# Staying the Course
# Staying the Course
HENDRIK HAERS

HENDRIK HAERS

Profile. Hendrik Haers was born in 1980 and grew up in Bassevelde, a small rural municipality in the north-west of Belgium. Very early he found his way in the biotope that his parents had planned for him: an old farm full of animals, plants, trees: canals full of frogs, flowers full of butterflies, …

Life quietly continued on its way past nursery, primary and secondary schools. When the choice had to be made “and what now?”, The pendulum moved slightly more towards veterinary medicine, to the disadvantage of biology. That went very well and many tens of thousands of bicycle kilometers later he obtained his doctorate in veterinary medicine. But then the change occurred… In 2015 he chose to leave his job at the university and decided to dedicate his life to biology. He became site manager at Pro Natura, a social workplace specialized in green and nature management. Since 2020 he has been working there in the field of Responsible Ecology.

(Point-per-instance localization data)

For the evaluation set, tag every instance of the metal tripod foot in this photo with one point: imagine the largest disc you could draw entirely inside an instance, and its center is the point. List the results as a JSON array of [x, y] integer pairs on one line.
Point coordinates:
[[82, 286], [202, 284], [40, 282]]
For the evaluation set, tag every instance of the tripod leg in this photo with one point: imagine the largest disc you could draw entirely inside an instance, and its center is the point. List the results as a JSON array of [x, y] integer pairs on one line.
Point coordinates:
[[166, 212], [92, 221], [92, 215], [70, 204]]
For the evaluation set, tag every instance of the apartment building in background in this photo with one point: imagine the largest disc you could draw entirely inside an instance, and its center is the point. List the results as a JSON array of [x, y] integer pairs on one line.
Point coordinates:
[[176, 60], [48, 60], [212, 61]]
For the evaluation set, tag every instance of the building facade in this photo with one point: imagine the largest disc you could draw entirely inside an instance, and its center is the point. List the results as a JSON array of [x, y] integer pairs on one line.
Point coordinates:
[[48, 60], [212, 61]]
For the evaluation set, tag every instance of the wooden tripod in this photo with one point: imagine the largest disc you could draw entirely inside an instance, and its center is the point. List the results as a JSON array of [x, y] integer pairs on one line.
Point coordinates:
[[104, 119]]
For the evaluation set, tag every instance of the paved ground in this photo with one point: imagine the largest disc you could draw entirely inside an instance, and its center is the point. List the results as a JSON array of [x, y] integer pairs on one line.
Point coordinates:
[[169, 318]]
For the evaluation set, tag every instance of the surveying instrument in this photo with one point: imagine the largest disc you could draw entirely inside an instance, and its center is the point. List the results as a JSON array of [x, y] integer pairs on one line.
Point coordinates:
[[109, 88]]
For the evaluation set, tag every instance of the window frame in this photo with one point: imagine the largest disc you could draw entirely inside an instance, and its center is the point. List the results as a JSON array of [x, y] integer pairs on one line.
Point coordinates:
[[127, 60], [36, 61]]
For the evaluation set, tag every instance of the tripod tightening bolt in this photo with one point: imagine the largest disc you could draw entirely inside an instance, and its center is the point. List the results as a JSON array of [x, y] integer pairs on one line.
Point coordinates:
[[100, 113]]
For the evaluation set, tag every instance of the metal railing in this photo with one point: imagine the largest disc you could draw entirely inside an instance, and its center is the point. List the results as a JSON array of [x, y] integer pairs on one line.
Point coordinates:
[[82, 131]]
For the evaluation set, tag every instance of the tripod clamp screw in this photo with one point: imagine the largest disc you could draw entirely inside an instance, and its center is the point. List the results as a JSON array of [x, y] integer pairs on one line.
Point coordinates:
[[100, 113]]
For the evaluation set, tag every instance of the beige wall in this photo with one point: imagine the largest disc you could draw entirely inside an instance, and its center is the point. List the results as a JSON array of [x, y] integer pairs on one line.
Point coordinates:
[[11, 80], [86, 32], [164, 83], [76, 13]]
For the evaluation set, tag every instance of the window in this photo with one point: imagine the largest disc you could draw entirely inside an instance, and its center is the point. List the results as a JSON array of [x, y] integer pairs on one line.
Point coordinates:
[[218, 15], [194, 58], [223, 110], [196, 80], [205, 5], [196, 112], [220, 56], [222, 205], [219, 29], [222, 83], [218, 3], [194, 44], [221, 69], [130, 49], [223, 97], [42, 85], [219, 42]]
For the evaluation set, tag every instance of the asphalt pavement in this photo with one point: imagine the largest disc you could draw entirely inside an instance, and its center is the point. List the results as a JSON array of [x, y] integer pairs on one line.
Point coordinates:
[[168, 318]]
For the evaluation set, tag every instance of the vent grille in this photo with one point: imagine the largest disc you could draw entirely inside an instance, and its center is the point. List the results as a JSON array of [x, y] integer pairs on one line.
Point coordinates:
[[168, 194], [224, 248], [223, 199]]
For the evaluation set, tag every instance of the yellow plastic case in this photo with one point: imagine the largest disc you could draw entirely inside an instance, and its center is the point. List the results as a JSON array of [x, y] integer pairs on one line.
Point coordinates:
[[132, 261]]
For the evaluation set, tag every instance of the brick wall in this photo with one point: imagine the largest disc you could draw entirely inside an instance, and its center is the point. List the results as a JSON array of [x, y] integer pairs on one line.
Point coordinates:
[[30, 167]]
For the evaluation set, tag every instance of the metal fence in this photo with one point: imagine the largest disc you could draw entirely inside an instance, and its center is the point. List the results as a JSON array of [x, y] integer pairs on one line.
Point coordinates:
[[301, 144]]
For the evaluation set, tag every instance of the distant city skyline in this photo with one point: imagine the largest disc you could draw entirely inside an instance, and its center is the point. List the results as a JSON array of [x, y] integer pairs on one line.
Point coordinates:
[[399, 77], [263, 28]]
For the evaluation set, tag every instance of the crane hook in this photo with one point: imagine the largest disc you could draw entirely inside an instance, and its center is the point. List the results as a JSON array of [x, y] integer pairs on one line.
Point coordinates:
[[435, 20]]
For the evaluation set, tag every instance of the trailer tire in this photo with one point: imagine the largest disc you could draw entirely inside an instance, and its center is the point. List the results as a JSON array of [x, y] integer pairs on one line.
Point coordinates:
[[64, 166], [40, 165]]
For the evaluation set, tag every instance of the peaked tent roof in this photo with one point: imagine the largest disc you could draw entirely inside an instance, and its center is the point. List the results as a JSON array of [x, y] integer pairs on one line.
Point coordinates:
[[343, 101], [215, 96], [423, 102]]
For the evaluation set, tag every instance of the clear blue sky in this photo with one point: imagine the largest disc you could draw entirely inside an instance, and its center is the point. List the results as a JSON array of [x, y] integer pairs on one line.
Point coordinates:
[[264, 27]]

List of tasks:
- A) Please print the Hendrik Haers profile between "Life quietly continued" and "of Responsible Ecology.", inclusive.
- B) In the Hendrik Haers profile, what kind of workplace is Pro Natura?
Rely only on the Hendrik Haers profile.

Responses to the exercise:
- A)
Life quietly continued on its way past nursery, primary and secondary schools. When the choice had to be made “and what now?”, The pendulum moved slightly more towards veterinary medicine, to the disadvantage of biology. That went very well and many tens of thousands of bicycle kilometers later he obtained his doctorate in veterinary medicine. But then the change occurred… In 2015 he chose to leave his job at the university and decided to dedicate his life to biology. He became site manager at Pro Natura, a social workplace specialized in green and nature management. Since 2020 he has been working there in the field of Responsible Ecology.

- B) A social workplace specialized in green and nature management.